Lines of the listing that contain "marked" need to be copied.

============================================================

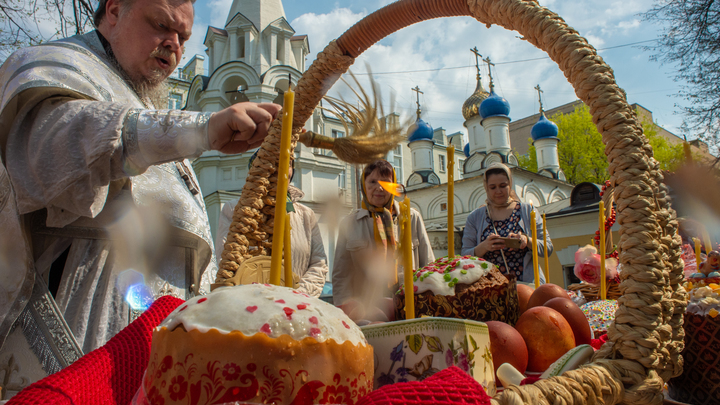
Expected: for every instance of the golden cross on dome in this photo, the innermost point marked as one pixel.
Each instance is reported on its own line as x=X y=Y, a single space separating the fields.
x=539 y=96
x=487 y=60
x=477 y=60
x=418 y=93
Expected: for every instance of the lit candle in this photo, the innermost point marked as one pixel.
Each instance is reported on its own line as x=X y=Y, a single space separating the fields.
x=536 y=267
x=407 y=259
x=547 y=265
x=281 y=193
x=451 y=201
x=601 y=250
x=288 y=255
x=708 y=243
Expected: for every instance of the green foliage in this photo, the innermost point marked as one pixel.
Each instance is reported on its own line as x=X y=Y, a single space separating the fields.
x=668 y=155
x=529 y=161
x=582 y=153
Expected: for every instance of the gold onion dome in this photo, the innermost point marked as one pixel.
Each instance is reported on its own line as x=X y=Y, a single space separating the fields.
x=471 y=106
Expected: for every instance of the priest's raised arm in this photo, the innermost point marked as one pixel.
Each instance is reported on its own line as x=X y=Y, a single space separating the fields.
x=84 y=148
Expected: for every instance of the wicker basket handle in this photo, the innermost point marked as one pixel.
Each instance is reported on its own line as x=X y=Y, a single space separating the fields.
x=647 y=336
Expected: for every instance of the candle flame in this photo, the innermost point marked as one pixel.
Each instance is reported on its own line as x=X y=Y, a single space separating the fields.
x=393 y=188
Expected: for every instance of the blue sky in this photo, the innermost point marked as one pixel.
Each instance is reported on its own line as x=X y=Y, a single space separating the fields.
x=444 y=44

============================================================

Result of this exercise —
Expected: for every instance of the golden cross on dome in this photo, the innermost point marked as one pixel.
Expected: for every instance of the lit candle in this photo, the innermost point marked as one pixel.
Expected: for every instance of the green foliage in this photo, the innermost point marked as one pixel.
Expected: for every instance of the gold onion dome in this photo, the innermost point marked as one pixel.
Expected: for every instance of the priest's raised arm in this photo, the innermost point marked as one pixel.
Expected: for every instance of the wicker basket handle in this photo, the innermost point marked as one pixel.
Expected: for every instance of the candle flame in this photo, the innermost point marked as one pixel.
Expected: for every instance of the blue sky in this photo, the innermost point marked as one pixel.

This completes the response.